### Exercise prompt
Rewrite the stretch of lines below, from the one containing "[spot] the string" through the end, with requests included and 32 added to every number in the point coordinates. Leave the pictures out of your answer.

····················

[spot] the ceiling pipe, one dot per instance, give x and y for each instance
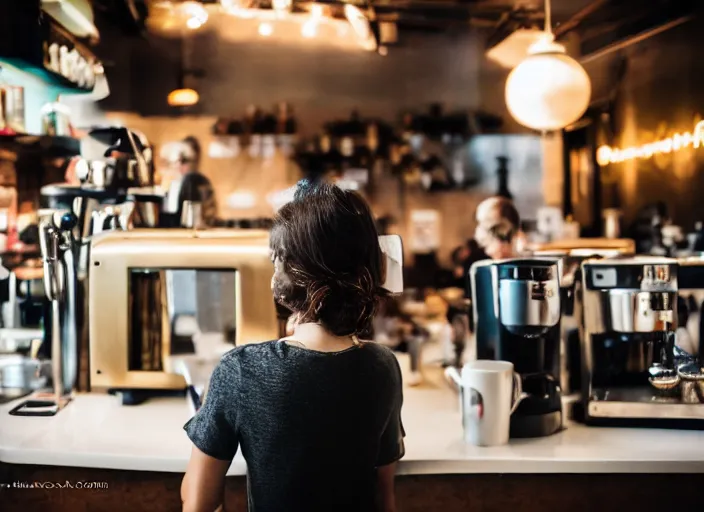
(625, 43)
(578, 17)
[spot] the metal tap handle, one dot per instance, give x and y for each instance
(48, 241)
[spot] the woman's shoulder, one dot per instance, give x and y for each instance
(248, 352)
(380, 352)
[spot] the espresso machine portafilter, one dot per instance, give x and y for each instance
(632, 367)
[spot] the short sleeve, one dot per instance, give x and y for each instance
(213, 430)
(392, 447)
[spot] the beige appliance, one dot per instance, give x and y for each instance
(129, 324)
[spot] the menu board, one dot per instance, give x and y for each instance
(424, 228)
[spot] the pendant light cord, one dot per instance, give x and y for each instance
(548, 17)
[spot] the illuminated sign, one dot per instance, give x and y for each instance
(606, 155)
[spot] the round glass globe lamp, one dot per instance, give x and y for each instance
(548, 90)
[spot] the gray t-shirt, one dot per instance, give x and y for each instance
(312, 426)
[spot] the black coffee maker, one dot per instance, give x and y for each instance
(516, 308)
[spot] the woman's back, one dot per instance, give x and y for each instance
(312, 426)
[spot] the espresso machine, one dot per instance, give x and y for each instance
(516, 308)
(573, 252)
(634, 373)
(129, 324)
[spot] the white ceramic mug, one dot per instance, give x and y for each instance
(490, 392)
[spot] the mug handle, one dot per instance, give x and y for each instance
(518, 396)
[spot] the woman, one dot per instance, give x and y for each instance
(317, 414)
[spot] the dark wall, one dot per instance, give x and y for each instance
(320, 82)
(662, 93)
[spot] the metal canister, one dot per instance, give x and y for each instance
(14, 108)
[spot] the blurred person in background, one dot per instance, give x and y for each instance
(463, 257)
(498, 230)
(189, 184)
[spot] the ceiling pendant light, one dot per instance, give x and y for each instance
(548, 90)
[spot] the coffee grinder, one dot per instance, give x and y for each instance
(516, 308)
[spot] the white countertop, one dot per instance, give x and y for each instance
(96, 431)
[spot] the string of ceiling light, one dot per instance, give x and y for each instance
(169, 16)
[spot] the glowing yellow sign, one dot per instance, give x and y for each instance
(606, 155)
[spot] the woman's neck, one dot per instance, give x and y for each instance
(316, 337)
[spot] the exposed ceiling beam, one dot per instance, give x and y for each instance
(578, 17)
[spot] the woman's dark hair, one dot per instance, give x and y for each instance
(333, 267)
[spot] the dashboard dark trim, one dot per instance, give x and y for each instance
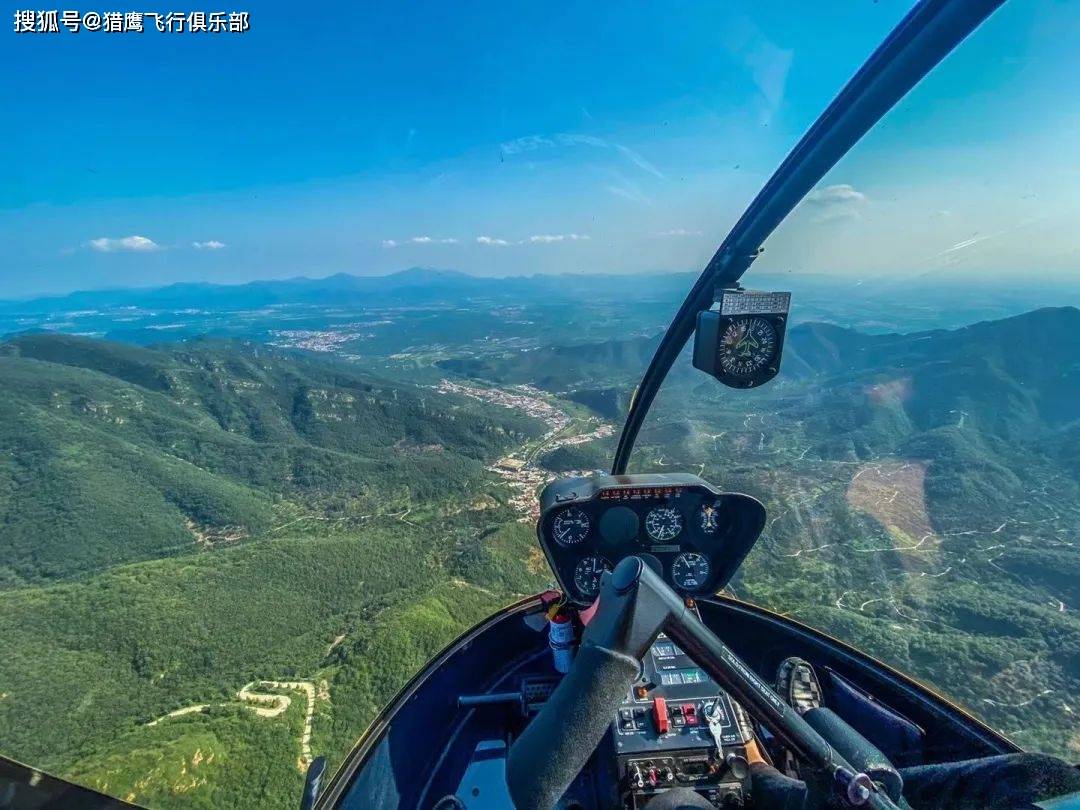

····················

### Correct output
[spot] the string of ceiling light, one dot per instance, give x and y for each instance
(201, 48)
[spot] the glowing yellow sign, one dot per instance, give x and y for each instance
(638, 187)
[spot] the woman's neck, one dot per instance, give x and y for each instance
(348, 369)
[spot] the exposed ceiling beam, one dot per instance, give x and y for each instance
(610, 49)
[spot] the woman's dark hair, one dot per instance, give x and y for each instance
(365, 299)
[spot] the dashboard dark trim, one dot per instance, give x and y for each instance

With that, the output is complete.